▶ _WORK TO BE COMPLETED_:
In the article below on Australia's mortgage serviceability buffer, when did APRA raise the buffer to 3 per cent, and from what level?

ANZ chief executive Shayne Elliott in June warned “regulators were locking out middle Australia” from accessing home loans due to lending rules such as the 3 per cent serviceability buffer. APRA chairman John Lonsdale hit back, describing the criticisms as one-sided and saying it was “not the time to wind back the clock on financial safety”.

Calls to overhaul serviceability test

Liberal MPs are concerned a combination of legislation and regulation has made banks too cautious in their lending to prospective home buyers.

Keith Wolahan, the Liberal MP for the seat of Menzies in Melbourne’s north-east, said a 3 per cent mortgage buffer was excessive in the current environment of high interest rates.

While a 3 per cent buffer may have made sense when the cash rate was just 0.1 per cent, Mr Wolahan said the serviceability test should change over time to reflect where the cash rate is at and where it is expected to go.

“The buffer should reflect both risk and homeownership. APRA must take the interest rate cycle into account for a fairer approach,” he said.

Under such an approach, the serviceability test would be less stringent when markets expect interest rates to fall.

While the Coalition has no current policy to adjust the serviceability buffer, Mr Taylor said he would consider the outcomes of the Senate inquiry and other industry reports as the opposition formed its lending policy.

APRA increased the buffer to 3 per cent from 2.5 per cent in October 2021 to ensure borrowers would be able to withstand an increase in the cash rate, which was just 0.1 per cent at the time.

The Council of Financial Regulators – made up of the RBA, APRA, Treasury and the Australian Securities and Investments Commission – backed in the buffer in June, arguing the 3 per cent level remained appropriate given the “high degree of uncertainty and risks to the economic outlook”.

Andrew Bragg, the Coalition’s home ownership spokesman, said the Senate inquiry was examining whether the interaction of responsible lending laws, APRA’s 3 per cent mortgage buffer, and other legislation were locking borrowers out of the housing market.

The inquiry will examine whether APRA’s mandate and powers should be altered so that its regulations, such as the 3 per cent mortgage buffer, could come under parliamentary scrutiny or direction. Legislation would be required to give parliament more power over APRA.

While he said APRA had done a good job, Senator Bragg said the regulator had been given a lot of delegated authority that was “exercised in the dark” away from parliament.

“I think the fact that mortgage delinquencies are next to zero is actually a problem. It tells you the banks can’t take any risk, or won’t take any risk, and that’s bad because we want banks to take risks on first home buyers,” Senator Bragg said.

“If you’re at the top of a tightening cycle, and you’re adding 3 per cent, you’ve got to be rubbing a lot of first home buyers out.”

Banks also must comply with responsible lending laws administered by ASIC. Bankers say these are just as big a constraint on lending as the prudential policies set by the prudential regulator.

The Morrison government announced in September 2020 that it would repeal the responsible lending laws, but failed to secure enough support to get the measure through the Senate.

Liberal senator Maria Kovacic, who ran an ANZ franchise for 16 years, said there was a case for reviewing whether the responsible lending laws and the serviceability test were too prohibitive, especially for young Australians.

“We have to ensure that we haven’t not only shut the gate, but locked it and bolted it and then welded it shut,” she said.

▶ _COLLECTED DATA_:
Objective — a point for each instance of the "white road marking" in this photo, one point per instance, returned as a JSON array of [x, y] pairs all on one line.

▶ _SOLUTION TO THIS EXERCISE_:
APRA raised it in October 2021, from 2.5 per cent.